Les raisons de cette progression sont donc ailleurs : une forte contrainte de trouver du temps « pour faire ce que l’on veut » (42% des français). 1/3 déclarent manger souvent sur le pouce : saute un repas, plateau-repas, devant la TV…. 56 % achètent des plats préparés, dont 23% sur place. Le temps passé dure 5-10 minutes. Hyper, supermarchés, fast-food et boulangeries en tirent profits. En moyenne les français sont prêts à mettre 6,6 euro au maximum par repas. Le grignotage se développe y compris le weekend. Le premier critère du choix est le prix et la facilité d’accès, puis la qualité des produits, le peu d’attente, la propreté des lieux et le large choix. « Les plus âgés sont dans une logique de qualité et de confort tandis que les plus jeunes font autres choses et cherchent du fonctionnel pour être efficaces ». Les français attendent de nouvelles offres, côté : prix, santé, fait maison, pratique d’utilisation, portions adaptées aux besoins…
Cinq grandes valeurs à travailler
L’Obsoco a identifié cinq valeurs « subjectives » dans l’ère du temps :
- L’individualisme : il sonne la fin des classes sociales (CSP, ouvrier…) qui conduit à "démassifier" et à une « prolifération » de produits. Le besoin de se distinguer pousse les consommateurs à vouloir être (ou paraître) des « membres pour partager des valeurs, des sensations… » tandis que « d’autres ne font pas partie du club ».
- La rassurance : La France détient le "triste" (lol) record du pessimisme. D’où une demande de protection, sécurité, assurance. « Aucun risque n’est admis dans l’assiette ». "Naturalité" (la nature ne peut pas se tromper), "tradition" (avant c’était mieux) connaissent donc un engouement comme le commerce de proximité, tous « idéalisés »
- La reliance : Un individualisme attaché au collectif non pas subit mais choisit. « Une marque peut être le totem d’une communauté pour satisfaire cette soif de lien social… avec la conso collaborative ».
- La responsabilité : pour contribuer à ce que le monde « aille mieux enfin moins mal » selon les sensibilités…
- La défiance : soit l’inverse de la confiance. Tendance à privilégier les "petits" : « le paysan pas l’exploitant agricole ». « Une formidable opportunité mais attention au faux pas car cette confiance se perd très vite ».
Les piliers de la qualité
La qualité des produits est jugée sévèrement par les consommateurs. « La majorité des français considère que les produits se dégradent ». Conséquence, ils sont sensibles aux prix (88%). « Car dans un magasin, ils ne sont pas capable de repérer la qualité, donc ils vont vers le moins cher ».
Pourtant, depuis 5 ans, 89% prétendent justement faire plus attention à la qualité. Pour eux, la "qualité" est « le bon produit repéré, choisit que l’on va chercher sur le circuit le moins cher ». Sinon, après, les français définissent toujours la qualité comme : goût, garantie, hygiène, origine géographique puis respect de l’environnement.

TÂCHES À RÉALISER:
1. Dressez la liste des valeurs « subjectives » que l'Obsoco a identifiées selon le passage sur les attentes des consommateurs.
2. Dans le passage sur les attentes des consommateurs, reproduisez mot pour mot tout ce qui va de « Les piliers de » jusqu'à « respect de l’environnement. ».
Les items qui suivent n'ont aucun lien avec le passage sur les attentes des consommateurs.

DONNÉES FOURNIES:
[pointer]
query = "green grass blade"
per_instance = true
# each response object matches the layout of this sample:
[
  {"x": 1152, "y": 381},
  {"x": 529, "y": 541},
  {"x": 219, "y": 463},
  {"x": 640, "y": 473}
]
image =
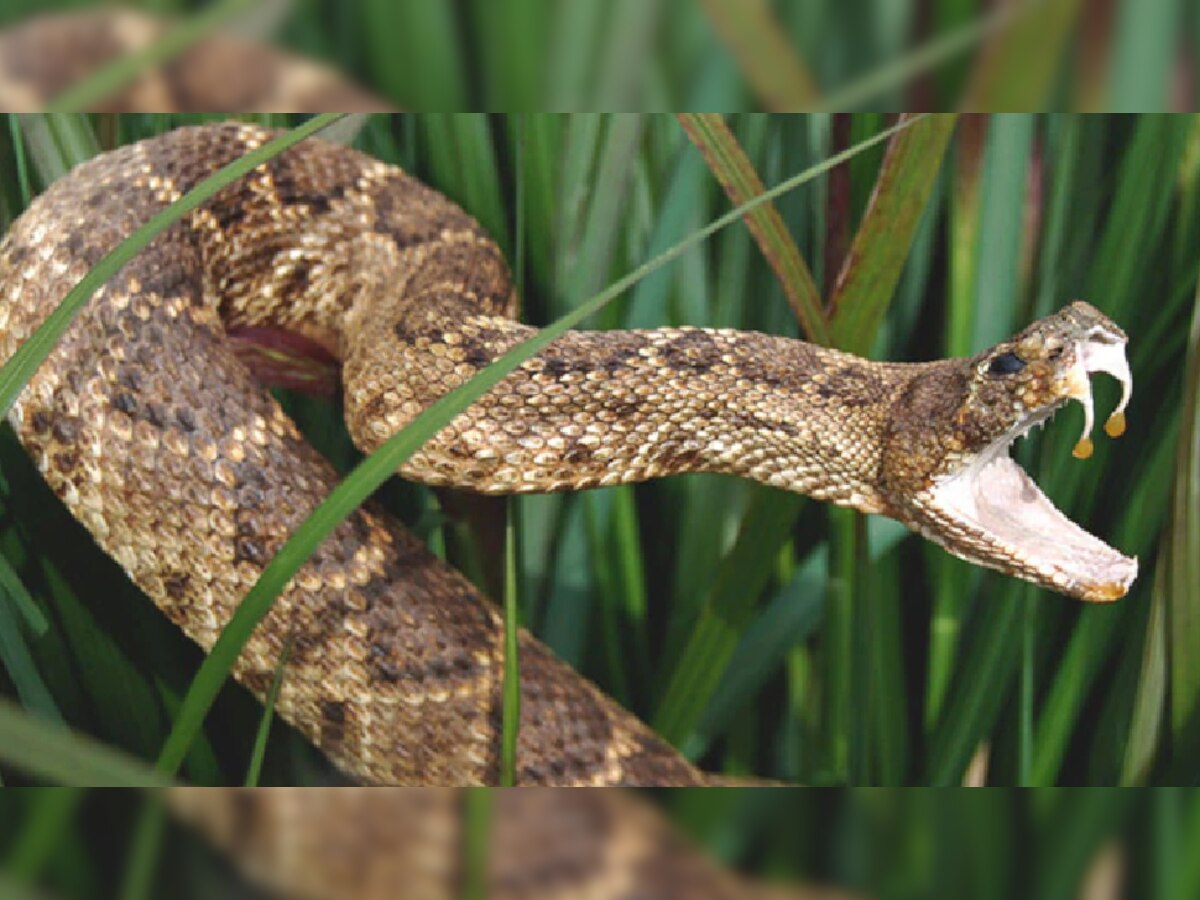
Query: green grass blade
[
  {"x": 372, "y": 472},
  {"x": 726, "y": 612},
  {"x": 477, "y": 841},
  {"x": 58, "y": 142},
  {"x": 53, "y": 754},
  {"x": 732, "y": 169},
  {"x": 42, "y": 833},
  {"x": 881, "y": 79},
  {"x": 765, "y": 53},
  {"x": 112, "y": 77},
  {"x": 510, "y": 720},
  {"x": 15, "y": 654},
  {"x": 145, "y": 850},
  {"x": 18, "y": 370},
  {"x": 1143, "y": 70},
  {"x": 1019, "y": 71},
  {"x": 1150, "y": 706},
  {"x": 881, "y": 245},
  {"x": 1182, "y": 562},
  {"x": 255, "y": 769}
]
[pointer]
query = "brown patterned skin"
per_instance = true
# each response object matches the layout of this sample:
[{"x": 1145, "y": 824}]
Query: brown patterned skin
[
  {"x": 337, "y": 844},
  {"x": 47, "y": 54},
  {"x": 186, "y": 471}
]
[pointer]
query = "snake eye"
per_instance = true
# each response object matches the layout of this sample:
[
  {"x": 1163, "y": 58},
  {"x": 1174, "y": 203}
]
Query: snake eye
[{"x": 1006, "y": 364}]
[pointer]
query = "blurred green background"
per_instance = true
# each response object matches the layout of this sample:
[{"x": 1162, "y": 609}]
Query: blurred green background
[
  {"x": 1103, "y": 844},
  {"x": 1122, "y": 55},
  {"x": 760, "y": 633}
]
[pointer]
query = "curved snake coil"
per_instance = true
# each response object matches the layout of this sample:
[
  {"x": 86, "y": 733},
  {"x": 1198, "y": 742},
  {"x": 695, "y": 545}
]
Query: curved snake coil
[{"x": 160, "y": 441}]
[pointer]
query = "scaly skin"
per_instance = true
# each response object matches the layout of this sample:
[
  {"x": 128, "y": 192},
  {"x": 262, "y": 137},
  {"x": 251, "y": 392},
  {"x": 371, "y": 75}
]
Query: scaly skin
[
  {"x": 185, "y": 469},
  {"x": 336, "y": 844}
]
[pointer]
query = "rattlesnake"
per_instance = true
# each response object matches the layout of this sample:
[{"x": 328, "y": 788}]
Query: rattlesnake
[
  {"x": 329, "y": 844},
  {"x": 159, "y": 439}
]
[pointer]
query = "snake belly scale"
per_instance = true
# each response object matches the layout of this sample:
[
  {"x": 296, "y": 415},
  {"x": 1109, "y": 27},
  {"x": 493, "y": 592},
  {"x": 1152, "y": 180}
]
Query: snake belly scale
[{"x": 184, "y": 468}]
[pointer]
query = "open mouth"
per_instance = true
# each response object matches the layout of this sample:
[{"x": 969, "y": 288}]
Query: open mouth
[{"x": 1020, "y": 526}]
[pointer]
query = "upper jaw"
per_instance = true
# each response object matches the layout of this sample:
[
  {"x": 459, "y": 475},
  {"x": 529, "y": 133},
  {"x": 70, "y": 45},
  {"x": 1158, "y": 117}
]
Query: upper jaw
[{"x": 996, "y": 516}]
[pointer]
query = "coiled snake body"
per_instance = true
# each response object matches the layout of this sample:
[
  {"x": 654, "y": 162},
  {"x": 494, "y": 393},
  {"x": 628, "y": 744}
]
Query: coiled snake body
[{"x": 157, "y": 437}]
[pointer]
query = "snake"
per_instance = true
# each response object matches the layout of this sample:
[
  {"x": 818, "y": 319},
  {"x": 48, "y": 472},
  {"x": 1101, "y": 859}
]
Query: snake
[
  {"x": 411, "y": 843},
  {"x": 154, "y": 431}
]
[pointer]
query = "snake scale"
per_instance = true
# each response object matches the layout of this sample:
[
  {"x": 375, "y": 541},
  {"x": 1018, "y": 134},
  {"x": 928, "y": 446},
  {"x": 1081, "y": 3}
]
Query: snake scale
[{"x": 157, "y": 437}]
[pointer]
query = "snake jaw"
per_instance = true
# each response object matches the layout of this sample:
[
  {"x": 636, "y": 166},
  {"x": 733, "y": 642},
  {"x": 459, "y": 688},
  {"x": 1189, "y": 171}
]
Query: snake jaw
[{"x": 1002, "y": 519}]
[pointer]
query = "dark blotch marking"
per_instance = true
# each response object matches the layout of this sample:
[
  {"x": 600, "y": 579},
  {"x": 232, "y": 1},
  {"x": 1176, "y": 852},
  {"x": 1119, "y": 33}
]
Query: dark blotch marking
[
  {"x": 177, "y": 585},
  {"x": 849, "y": 387},
  {"x": 333, "y": 721},
  {"x": 186, "y": 419},
  {"x": 66, "y": 431},
  {"x": 249, "y": 550},
  {"x": 125, "y": 402}
]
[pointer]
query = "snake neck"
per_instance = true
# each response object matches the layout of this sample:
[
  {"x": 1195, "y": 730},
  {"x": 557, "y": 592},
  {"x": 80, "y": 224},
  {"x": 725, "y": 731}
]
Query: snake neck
[{"x": 609, "y": 408}]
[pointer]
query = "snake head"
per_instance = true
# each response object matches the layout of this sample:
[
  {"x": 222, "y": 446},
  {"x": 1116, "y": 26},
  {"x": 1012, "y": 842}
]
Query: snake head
[{"x": 959, "y": 420}]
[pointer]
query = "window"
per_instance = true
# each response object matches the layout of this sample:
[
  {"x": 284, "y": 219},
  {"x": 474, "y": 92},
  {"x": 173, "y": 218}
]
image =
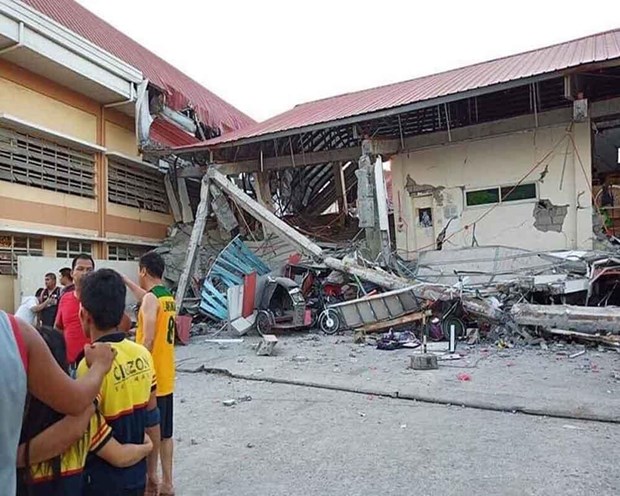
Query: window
[
  {"x": 425, "y": 217},
  {"x": 12, "y": 247},
  {"x": 501, "y": 194},
  {"x": 140, "y": 188},
  {"x": 36, "y": 162},
  {"x": 126, "y": 252},
  {"x": 69, "y": 248}
]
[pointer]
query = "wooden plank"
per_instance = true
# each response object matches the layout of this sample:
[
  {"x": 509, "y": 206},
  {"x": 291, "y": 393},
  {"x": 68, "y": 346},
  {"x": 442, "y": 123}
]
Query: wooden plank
[{"x": 379, "y": 326}]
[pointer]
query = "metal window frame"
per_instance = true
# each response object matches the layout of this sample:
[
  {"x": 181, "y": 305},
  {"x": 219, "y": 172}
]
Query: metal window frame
[
  {"x": 499, "y": 195},
  {"x": 40, "y": 162},
  {"x": 66, "y": 252},
  {"x": 136, "y": 186},
  {"x": 14, "y": 252}
]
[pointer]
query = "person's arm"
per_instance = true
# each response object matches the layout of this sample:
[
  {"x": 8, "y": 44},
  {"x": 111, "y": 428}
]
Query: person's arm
[
  {"x": 124, "y": 455},
  {"x": 137, "y": 291},
  {"x": 59, "y": 324},
  {"x": 149, "y": 311},
  {"x": 56, "y": 439},
  {"x": 49, "y": 383},
  {"x": 41, "y": 306}
]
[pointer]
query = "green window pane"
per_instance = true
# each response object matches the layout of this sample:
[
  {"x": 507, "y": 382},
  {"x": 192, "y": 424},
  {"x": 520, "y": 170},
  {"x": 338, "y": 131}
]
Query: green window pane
[{"x": 482, "y": 197}]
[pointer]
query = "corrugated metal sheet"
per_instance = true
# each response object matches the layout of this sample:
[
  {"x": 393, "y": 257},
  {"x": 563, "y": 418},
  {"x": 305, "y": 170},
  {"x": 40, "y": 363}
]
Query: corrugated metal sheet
[
  {"x": 595, "y": 48},
  {"x": 180, "y": 88},
  {"x": 167, "y": 134}
]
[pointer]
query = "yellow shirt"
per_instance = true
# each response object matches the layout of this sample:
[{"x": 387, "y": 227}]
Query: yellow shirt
[
  {"x": 72, "y": 462},
  {"x": 163, "y": 343},
  {"x": 125, "y": 393}
]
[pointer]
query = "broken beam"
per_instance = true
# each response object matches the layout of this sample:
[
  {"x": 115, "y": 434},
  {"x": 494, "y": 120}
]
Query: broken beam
[
  {"x": 588, "y": 320},
  {"x": 353, "y": 153},
  {"x": 202, "y": 213},
  {"x": 264, "y": 215}
]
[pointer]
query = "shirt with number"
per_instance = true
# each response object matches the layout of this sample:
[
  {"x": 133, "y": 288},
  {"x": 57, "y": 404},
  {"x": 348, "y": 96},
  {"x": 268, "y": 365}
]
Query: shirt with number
[
  {"x": 163, "y": 342},
  {"x": 70, "y": 482},
  {"x": 124, "y": 398}
]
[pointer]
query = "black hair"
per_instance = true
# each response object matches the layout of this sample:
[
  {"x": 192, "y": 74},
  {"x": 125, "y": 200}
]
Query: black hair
[
  {"x": 65, "y": 272},
  {"x": 38, "y": 416},
  {"x": 153, "y": 263},
  {"x": 102, "y": 294},
  {"x": 82, "y": 256}
]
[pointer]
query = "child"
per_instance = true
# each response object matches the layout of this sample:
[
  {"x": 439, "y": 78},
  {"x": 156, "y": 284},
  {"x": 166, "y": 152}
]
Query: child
[
  {"x": 62, "y": 475},
  {"x": 127, "y": 394}
]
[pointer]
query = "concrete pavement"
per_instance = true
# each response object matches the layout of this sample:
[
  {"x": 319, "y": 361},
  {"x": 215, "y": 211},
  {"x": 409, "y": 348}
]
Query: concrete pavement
[{"x": 543, "y": 382}]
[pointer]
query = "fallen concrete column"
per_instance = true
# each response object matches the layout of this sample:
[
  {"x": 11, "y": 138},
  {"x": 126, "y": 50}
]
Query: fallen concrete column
[
  {"x": 264, "y": 215},
  {"x": 383, "y": 279},
  {"x": 584, "y": 319},
  {"x": 475, "y": 306}
]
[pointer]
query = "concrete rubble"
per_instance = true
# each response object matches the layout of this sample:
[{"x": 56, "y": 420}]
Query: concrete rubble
[{"x": 493, "y": 291}]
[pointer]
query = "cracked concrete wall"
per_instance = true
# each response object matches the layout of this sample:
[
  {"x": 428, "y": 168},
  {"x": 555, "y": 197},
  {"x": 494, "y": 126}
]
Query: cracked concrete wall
[
  {"x": 549, "y": 217},
  {"x": 442, "y": 174}
]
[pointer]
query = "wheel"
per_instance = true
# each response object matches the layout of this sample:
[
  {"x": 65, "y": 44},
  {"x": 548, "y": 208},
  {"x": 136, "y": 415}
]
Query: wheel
[
  {"x": 264, "y": 322},
  {"x": 329, "y": 321}
]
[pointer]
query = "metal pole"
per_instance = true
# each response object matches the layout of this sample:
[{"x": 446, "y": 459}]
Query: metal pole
[{"x": 452, "y": 347}]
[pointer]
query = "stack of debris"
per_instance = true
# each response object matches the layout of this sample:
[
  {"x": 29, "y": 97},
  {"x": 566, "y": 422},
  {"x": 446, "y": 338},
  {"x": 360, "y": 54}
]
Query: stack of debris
[{"x": 468, "y": 292}]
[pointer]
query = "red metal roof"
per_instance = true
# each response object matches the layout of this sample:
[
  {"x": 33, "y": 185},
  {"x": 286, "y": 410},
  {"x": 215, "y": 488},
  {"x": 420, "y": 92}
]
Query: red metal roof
[
  {"x": 181, "y": 89},
  {"x": 167, "y": 134},
  {"x": 596, "y": 48}
]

RÉSULTATS PAR TÂCHE:
1.
- L'individualisme
- La rassurance
- La reliance
- La responsabilité
- La défiance

2.
Les piliers de la qualité
La qualité des produits est jugée sévèrement par les consommateurs. « La majorité des français considère que les produits se dégradent ». Conséquence, ils sont sensibles aux prix (88%). « Car dans un magasin, ils ne sont pas capable de repérer la qualité, donc ils vont vers le moins cher ».
Pourtant, depuis 5 ans, 89% prétendent justement faire plus attention à la qualité. Pour eux, la "qualité" est « le bon produit repéré, choisit que l’on va chercher sur le circuit le moins cher ». Sinon, après, les français définissent toujours la qualité comme : goût, garantie, hygiène, origine géographique puis respect de l’environnement.